BRIEF - Write out every one of the following items without changing a single character.

(Items excerpted from a collection)

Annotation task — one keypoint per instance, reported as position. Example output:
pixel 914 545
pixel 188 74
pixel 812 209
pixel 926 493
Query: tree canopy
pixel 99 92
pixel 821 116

ANSWER TO THIS EXERCISE -
Annotation task — one keypoint per instance, reported as position. Example output:
pixel 914 545
pixel 188 74
pixel 812 209
pixel 926 493
Query: tree canopy
pixel 99 92
pixel 821 116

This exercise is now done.